- [DIRECTIONS FOR THIS TASK]
Find every line in the records below that contains the string "Query", matching case exactly, and copy each of those lines.

- [MATERIAL TO PROCESS]
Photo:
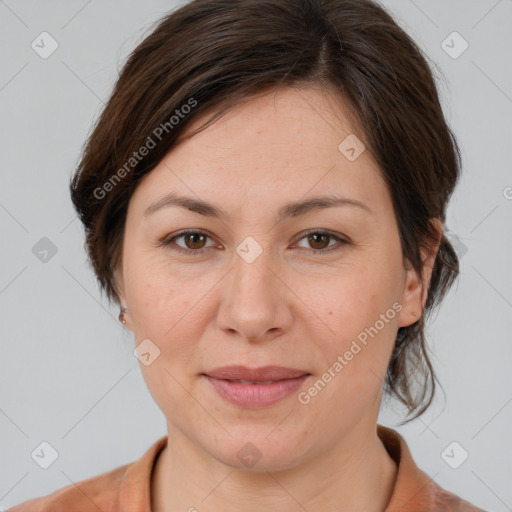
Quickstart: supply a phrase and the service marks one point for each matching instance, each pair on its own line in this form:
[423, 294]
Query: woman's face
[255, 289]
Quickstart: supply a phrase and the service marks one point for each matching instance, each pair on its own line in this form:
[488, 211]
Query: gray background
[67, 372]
...
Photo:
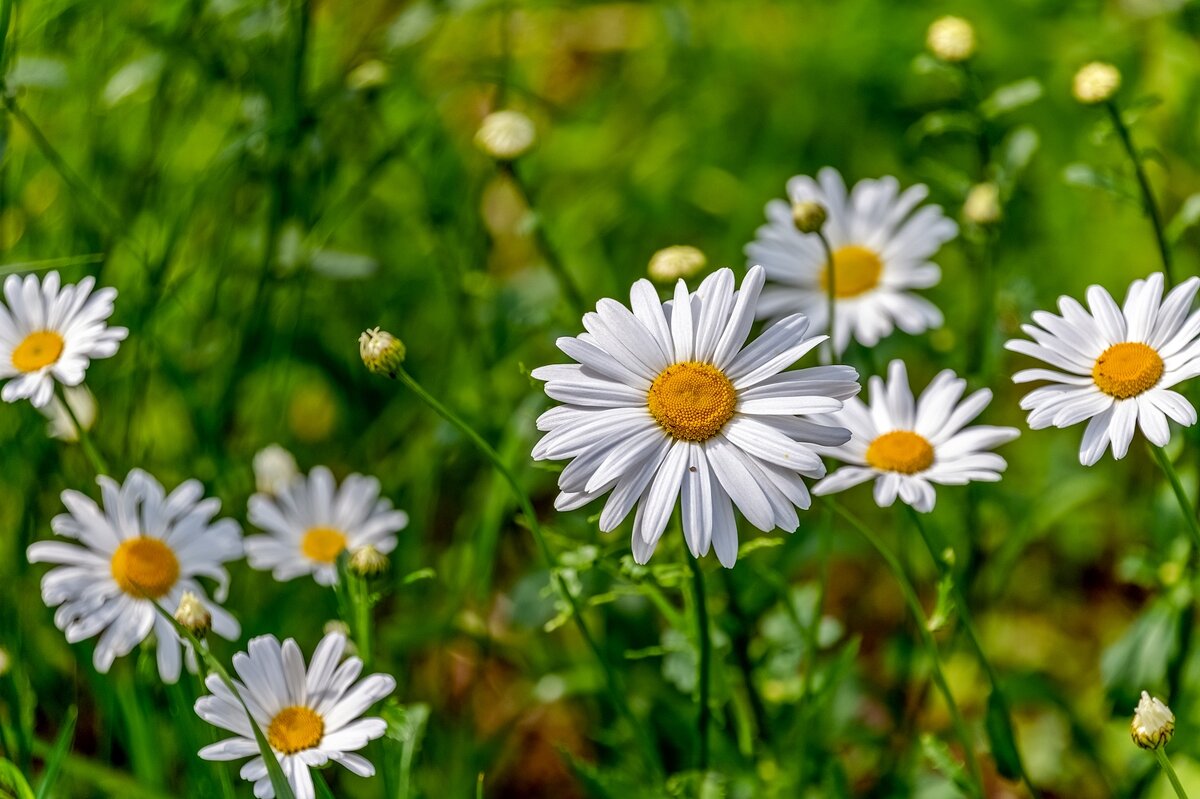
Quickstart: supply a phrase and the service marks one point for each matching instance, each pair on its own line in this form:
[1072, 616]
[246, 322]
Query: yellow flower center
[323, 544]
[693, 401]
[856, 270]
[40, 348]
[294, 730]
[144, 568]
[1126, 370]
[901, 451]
==
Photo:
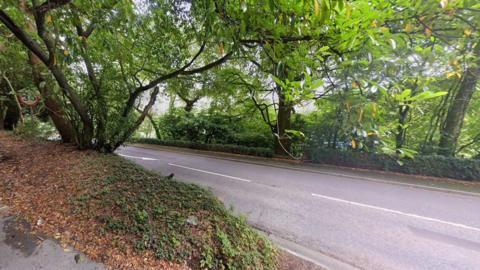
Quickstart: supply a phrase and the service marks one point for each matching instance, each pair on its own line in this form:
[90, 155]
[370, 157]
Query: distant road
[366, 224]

- [PROBLEM SOLUTION]
Query: woman's face
Query: gray background
Query: yellow flower center
Query: distant road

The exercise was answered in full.